___ ENTRIES SHOWN

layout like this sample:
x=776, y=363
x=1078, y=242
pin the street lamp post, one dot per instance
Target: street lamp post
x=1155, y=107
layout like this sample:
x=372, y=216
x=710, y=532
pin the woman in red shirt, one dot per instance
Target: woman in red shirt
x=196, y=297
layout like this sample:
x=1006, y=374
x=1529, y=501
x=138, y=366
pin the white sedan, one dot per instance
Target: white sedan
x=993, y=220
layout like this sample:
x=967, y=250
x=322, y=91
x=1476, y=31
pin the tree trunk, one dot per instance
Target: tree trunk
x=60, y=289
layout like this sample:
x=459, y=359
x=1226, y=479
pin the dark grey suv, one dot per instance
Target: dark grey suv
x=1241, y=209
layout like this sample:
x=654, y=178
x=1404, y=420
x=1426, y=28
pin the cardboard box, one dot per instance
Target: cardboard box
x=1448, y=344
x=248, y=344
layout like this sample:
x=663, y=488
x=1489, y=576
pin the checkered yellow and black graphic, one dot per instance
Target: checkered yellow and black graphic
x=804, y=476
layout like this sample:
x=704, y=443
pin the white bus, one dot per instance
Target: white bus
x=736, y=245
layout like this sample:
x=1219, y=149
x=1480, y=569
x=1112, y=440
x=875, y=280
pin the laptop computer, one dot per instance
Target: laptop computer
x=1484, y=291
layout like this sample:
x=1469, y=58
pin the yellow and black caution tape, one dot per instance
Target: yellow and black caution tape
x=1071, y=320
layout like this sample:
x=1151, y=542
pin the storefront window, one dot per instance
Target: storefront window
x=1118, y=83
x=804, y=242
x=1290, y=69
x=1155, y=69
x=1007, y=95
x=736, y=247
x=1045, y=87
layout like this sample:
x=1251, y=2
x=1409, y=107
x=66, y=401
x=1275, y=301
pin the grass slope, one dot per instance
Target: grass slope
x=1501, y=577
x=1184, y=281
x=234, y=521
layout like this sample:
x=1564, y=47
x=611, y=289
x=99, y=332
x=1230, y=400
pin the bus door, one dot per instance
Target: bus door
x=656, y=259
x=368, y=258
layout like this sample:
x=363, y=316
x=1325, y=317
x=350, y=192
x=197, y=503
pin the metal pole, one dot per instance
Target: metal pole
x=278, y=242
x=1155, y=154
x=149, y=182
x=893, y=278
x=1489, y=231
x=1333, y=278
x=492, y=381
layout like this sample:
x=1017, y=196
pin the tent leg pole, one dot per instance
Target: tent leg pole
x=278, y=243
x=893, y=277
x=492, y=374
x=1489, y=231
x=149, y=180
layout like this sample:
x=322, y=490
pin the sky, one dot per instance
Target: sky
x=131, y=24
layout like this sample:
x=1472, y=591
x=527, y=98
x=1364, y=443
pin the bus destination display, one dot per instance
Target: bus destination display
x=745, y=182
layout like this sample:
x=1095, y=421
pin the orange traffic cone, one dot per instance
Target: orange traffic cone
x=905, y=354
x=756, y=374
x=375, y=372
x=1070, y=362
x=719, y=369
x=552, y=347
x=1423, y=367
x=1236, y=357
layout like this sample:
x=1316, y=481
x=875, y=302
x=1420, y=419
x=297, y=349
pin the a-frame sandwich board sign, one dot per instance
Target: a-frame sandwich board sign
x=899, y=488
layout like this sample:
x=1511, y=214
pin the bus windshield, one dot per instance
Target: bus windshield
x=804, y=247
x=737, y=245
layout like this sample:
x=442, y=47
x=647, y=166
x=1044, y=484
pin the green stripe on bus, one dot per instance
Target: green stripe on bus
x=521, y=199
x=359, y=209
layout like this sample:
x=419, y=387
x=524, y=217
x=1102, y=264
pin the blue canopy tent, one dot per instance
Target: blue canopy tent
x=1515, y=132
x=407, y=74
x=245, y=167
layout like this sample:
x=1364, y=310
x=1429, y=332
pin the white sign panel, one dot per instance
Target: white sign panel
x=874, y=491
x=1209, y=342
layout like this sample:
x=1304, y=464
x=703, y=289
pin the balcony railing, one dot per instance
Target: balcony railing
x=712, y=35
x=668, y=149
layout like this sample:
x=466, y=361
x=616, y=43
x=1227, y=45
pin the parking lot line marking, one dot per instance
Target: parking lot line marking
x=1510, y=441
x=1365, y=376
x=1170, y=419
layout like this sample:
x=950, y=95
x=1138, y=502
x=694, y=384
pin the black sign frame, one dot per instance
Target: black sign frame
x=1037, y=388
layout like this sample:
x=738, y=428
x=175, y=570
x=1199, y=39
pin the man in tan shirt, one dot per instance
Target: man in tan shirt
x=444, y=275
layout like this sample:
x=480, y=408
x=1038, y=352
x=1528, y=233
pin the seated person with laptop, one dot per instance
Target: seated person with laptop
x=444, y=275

______

WHAT IS EXPECTED
Please retype the data above, starting with its first line and ending with the line that contains "x=60, y=289", including that line, with every character unchanged.

ANSWER TO THIS TASK
layout like this sample:
x=776, y=363
x=1078, y=242
pin the street lamp post, one dot per instance
Target: street lamp post
x=1155, y=107
layout like this sample:
x=372, y=216
x=710, y=532
pin the woman in red shirt, one dot per instance
Target: woman in red shirt
x=196, y=297
layout like this sample:
x=1006, y=374
x=1529, y=501
x=138, y=366
pin the white sedan, one dot per instance
Target: white sedan
x=993, y=220
layout like this sample:
x=967, y=250
x=322, y=91
x=1476, y=31
pin the tree trunk, one dot per instance
Target: tree trunk
x=60, y=289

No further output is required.